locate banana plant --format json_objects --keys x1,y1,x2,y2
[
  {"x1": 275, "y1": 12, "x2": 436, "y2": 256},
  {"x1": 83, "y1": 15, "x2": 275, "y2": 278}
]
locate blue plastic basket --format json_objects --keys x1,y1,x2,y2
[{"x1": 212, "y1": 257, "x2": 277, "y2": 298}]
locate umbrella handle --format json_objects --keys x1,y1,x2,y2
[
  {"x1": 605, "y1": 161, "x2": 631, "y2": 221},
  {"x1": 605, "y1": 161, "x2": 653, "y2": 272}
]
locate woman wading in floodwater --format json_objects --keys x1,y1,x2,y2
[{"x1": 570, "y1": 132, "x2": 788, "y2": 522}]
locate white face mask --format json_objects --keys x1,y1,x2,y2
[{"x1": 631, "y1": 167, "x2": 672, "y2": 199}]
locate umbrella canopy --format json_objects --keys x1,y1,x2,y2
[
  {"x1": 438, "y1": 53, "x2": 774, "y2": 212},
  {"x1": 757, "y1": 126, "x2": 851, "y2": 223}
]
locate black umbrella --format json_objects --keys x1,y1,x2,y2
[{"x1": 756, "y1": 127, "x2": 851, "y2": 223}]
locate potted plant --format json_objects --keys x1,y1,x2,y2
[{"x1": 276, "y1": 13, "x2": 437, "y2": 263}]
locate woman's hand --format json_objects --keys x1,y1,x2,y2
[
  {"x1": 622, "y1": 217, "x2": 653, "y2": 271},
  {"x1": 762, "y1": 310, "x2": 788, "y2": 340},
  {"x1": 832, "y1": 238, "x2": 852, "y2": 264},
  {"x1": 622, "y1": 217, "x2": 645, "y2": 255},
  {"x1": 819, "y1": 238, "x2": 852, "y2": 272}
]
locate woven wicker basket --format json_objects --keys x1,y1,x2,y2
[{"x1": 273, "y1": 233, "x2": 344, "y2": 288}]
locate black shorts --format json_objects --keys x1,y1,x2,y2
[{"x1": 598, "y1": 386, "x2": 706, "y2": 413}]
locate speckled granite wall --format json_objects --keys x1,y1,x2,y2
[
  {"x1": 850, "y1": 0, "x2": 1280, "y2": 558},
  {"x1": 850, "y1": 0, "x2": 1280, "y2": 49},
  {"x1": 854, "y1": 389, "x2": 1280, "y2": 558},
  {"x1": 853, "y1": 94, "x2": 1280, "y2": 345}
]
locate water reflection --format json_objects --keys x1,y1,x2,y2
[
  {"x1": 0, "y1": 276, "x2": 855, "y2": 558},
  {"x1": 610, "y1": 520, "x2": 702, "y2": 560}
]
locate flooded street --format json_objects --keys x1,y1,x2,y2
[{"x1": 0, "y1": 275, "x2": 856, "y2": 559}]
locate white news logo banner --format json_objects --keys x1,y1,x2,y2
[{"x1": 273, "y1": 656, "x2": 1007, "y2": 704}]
###
• [WORK INSTRUCTION]: Copy out all of the listing, exactly as it reads.

• [YOUR SOLUTION]:
locate banana plant --format json_objects --keys x1,y1,x2,y2
[
  {"x1": 275, "y1": 12, "x2": 436, "y2": 256},
  {"x1": 83, "y1": 15, "x2": 275, "y2": 278}
]
locate blue plastic basket --format json_objects --keys x1,y1,x2,y2
[{"x1": 212, "y1": 257, "x2": 277, "y2": 298}]
locate umbrella handle --format json_objects --keys x1,y1,x2,y2
[
  {"x1": 605, "y1": 161, "x2": 631, "y2": 221},
  {"x1": 605, "y1": 161, "x2": 653, "y2": 272}
]
locate woman wading in floodwater --format json_objects --keys x1,y1,x2,y2
[{"x1": 570, "y1": 132, "x2": 788, "y2": 522}]
locate white face mask --format json_objects --keys x1,y1,x2,y2
[{"x1": 631, "y1": 167, "x2": 672, "y2": 199}]
locate umbrella canopy --format json_objects --keys x1,y1,x2,y2
[
  {"x1": 438, "y1": 53, "x2": 774, "y2": 212},
  {"x1": 757, "y1": 126, "x2": 851, "y2": 223}
]
locate black umbrella --format json_objects --keys x1,y1,x2,y2
[{"x1": 756, "y1": 127, "x2": 851, "y2": 223}]
locate potted plant --format json_objects --keys x1,y1,x2,y2
[{"x1": 276, "y1": 13, "x2": 437, "y2": 263}]
locate woman's hand --format json_objects --keys x1,y1,x2,y2
[
  {"x1": 622, "y1": 217, "x2": 653, "y2": 271},
  {"x1": 762, "y1": 310, "x2": 788, "y2": 340},
  {"x1": 832, "y1": 238, "x2": 852, "y2": 264},
  {"x1": 622, "y1": 217, "x2": 645, "y2": 255},
  {"x1": 819, "y1": 238, "x2": 852, "y2": 272}
]
locate woven wicker basket --format json_objects --keys x1,y1,x2,y2
[{"x1": 273, "y1": 233, "x2": 344, "y2": 288}]
locate black shorts --format json_objects --keys x1,y1,x2,y2
[{"x1": 598, "y1": 386, "x2": 706, "y2": 413}]
locate speckled granite wall --format json_objects --keys x1,y1,x2,y2
[
  {"x1": 850, "y1": 0, "x2": 1280, "y2": 558},
  {"x1": 850, "y1": 0, "x2": 1280, "y2": 49},
  {"x1": 854, "y1": 389, "x2": 1280, "y2": 558},
  {"x1": 853, "y1": 94, "x2": 1280, "y2": 345}
]
locate water reflection --format json_objects --keys x1,y1,x2,y2
[
  {"x1": 0, "y1": 276, "x2": 855, "y2": 558},
  {"x1": 610, "y1": 520, "x2": 702, "y2": 560}
]
locate flooded street --format json_objects --keys x1,y1,x2,y2
[{"x1": 0, "y1": 275, "x2": 856, "y2": 559}]
locate white news logo banner --format json_objects --keys x1,y1,x2,y2
[{"x1": 273, "y1": 656, "x2": 1007, "y2": 704}]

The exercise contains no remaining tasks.